§ **Brano fornito**
La partecipazione concorsuale dell’imputato (un commerciante che vende abitualmente semi di canapa sia on-line, che nella forma del diretto dettaglio con negozi propri) alla commissione del reato di coltivazione commesso da quattro giovanissimi clienti, veniva, quindi, ravvisata dalla pubblica accusa quale espressione di consapevole apporto concausale, che si era esternata sul piano strettamente morale.
Si trattava di una forma di concorso di persone nel reato piuttosto sui generis, in quanto l’unico apparente momento di contatto fra il commerciante e gli acquirenti (che non si conoscevano personalmente, che vivevano ed operavano a centinaia di chilometri di distanza e non si sono mai entrati in relazione diretta) è consistito nell’esecuzione dell’ordine di spedizione dei semi, ordinati via internet, quindi, nel perfezionamento del contratto di compravendita avvenuto in rete.
Un concorso nel reato definibile (in capo al commerciante) come anomalo, posto che l’unico elemento di configurazione astratta dell’istituto di cui all’art. 110 c.p., sarebbe stato ipotizzato in quello stato di consapevolezza originaria del commerciante inquisito di un uso indebito (degli acquirenti) dei semi venduti, condizione psicologica che si sarebbe tradotta – stando al P.M. – in una palese forma di partecipazione morale all’altrui azione, sotto le vestigia di una condotta puramente istigatoria.
La vendita dei semi in questione sarebbe stata, infatti, un antecedente storico, necessario sul piano eziologico, posto in essere dall’imputato con piena coscienza e volontà di pervenire – in fase successive – sia alla coltivazione, che alla germinazione della pianta, dalla quale trarre, indi, il prodotto tossicologicamente perfetto, cioè rientrante nella tabella delle sostanze stupefacenti.
Questa, dunque, formalmente poteva essere ed, effettivamente, sul piano procedimentale, era la tesi accusatoria.
La stessa, però, si è rivelata inconsistente, per alcuni ordini di motivi.
A.   La prima preliminare ragione, recepita in toto dal giudicante, consiste nella nozione legale di stupefacente.
E’ stato, infatti, dimostrato che i semi sono esclusi dalla nozione legale di ********.
Tale assunto sta a significare che essi non possono venir considerati quali sostanze stupefacenti, giusto il disposto della L. 412 del 1974, art. 1, comma 1, lett. B; della Convenzione unica sugli stupefacenti di New York del 1961 e, da ultimo, della tabella I Decreto Ministero della Salute 11 aprile 2006.
“…Il termine canapa è, infatti, riferibile unicamente alle sommità fiorite o fruttifere della pianta ad esclusione dei semi e delle foglie non accompagnate dalle relative sommità…”.
Afferma, quindi, poi, il giudice monocratico di Benevento, in maniera chiara ed esatta, il principio che “La vendita di semi non è idonea, quindi, a ledere il bene giuridico protetto in linea generale dalla legislazione sugli stupefacenti, non potendo ai predetti essere attribuito il benché minimo effetto drogante”.
Ergo, appare indiscutibile che la vendita di semi concretizza un momento comportamentale antecedente che non si fonde, non può essere confusa, in alcun modo, con la attività di coltivazione.

§ **Voci del dataset**
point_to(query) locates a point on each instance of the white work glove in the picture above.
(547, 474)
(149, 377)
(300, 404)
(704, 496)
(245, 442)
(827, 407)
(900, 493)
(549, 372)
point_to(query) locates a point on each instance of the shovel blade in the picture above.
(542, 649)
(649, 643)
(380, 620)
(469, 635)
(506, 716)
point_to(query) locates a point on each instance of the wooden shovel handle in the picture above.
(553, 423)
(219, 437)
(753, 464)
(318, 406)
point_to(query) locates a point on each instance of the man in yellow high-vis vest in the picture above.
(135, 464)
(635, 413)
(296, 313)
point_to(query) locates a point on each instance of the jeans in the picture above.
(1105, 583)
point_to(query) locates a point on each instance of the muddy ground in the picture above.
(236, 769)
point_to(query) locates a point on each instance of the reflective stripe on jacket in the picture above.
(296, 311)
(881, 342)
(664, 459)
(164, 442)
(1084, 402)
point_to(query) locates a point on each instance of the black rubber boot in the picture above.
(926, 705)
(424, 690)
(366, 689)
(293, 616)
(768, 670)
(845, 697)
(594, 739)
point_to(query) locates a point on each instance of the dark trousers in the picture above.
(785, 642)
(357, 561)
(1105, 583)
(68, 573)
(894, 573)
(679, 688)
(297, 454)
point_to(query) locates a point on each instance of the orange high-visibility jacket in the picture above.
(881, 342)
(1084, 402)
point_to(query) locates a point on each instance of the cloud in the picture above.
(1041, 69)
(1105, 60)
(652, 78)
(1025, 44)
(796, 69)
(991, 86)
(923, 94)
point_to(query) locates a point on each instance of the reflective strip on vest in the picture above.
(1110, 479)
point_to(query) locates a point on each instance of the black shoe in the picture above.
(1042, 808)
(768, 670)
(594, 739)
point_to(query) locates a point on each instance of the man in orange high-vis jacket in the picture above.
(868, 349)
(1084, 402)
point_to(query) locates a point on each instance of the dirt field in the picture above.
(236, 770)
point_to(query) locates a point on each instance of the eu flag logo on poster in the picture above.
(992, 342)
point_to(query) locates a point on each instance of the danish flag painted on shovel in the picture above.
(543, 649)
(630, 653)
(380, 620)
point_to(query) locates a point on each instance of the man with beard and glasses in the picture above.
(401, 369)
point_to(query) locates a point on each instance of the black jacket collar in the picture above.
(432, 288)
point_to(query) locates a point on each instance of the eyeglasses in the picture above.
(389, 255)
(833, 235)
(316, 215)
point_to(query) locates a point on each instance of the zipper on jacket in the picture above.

§ **Istruzioni dell'esercizio**
1. Secondo il brano sulla vendita di semi di canapa, a quali parti della pianta si riferisce unicamente il termine canapa?
2. Prosegui il brano sulla vendita di semi di canapa a partire dal punto in cui si interrompe.

§ **Risultati in ordine**
1. Alle sommità fiorite o fruttifere della pianta, esclusi i semi e le foglie non accompagnate dalle relative sommità.

2.
B.     Dalle considerazioni che precedono deriva, poi, l’osservazione che appare operazione di fondamentale rilievo, quella di esaminare la causale che sottende alla vendita, nonché il comportamento usuale del commerciante-venditore.
Nel caso di specie è stato dimostrato che lo scopo della messa in circolazione dei semi, da parte dell’imputato, è quello del collezionismo.
In pratica l’inquisito non ha mai ceduto a terzi (contro il pagamento di un prezzo) semi, spinto dall’intenzione di favorire il fenomeno della coltivazione.
In proposito, assolutamente decisivo è stato (ed usualmente deve essere ritenuto sotto il profilo strettamente processuale) l’esame della complessiva condotta dell’imputato nell’esercizio quotidiano della propria attività commerciale, operato in modo esaustivo dal giudice.
Poiché quest’ultima viene svolta in parte preponderante via internet, il controllo del sito della società dell’imputato, che è, certamente, lo strumento mercantile per antonomasia, ha potuto certificato l’adozione di misure di prevenzione informativa, atte a dimostrare la insussistenza di un disegno di diffusione e proliferazione dell’uso di stupefacenti.
L’uso di finestre pop up, riportanti messaggi di ammonimento agli utenti, in ordine sia ai divieti legislativi vigenti, sia ai limiti di utilizzazione dei prodotti che si possono acquistare, (corredate poi, dall’invito a desistere dall’uso di droghe) ha, inoltre, certamente assolto alla ulteriore funzione di una corretta informazione e, sul piano processuale, ha permesso di escludere che, nel caso in disamina, sussistesse l’elemento psicologico sia riguardante il concorso nella successiva condotta coltivativa (art. 73), sia – in via residuale – sia riguardante la gradata ipotesi di cui all’art. 82.
Quest’ultima fattispecie, infatti, avrebbe potuto essere richiamata, seppur in via estremamente subordinata, laddove fossero stati ravvisati e rinvenuti messaggi ispirati ad una funzione di esaltazione e sublimazione dell’uso di stupefacenti (come successo in altra situazione V. GUP Firenze 23 Luglio 2007, S.G, in questa rivista)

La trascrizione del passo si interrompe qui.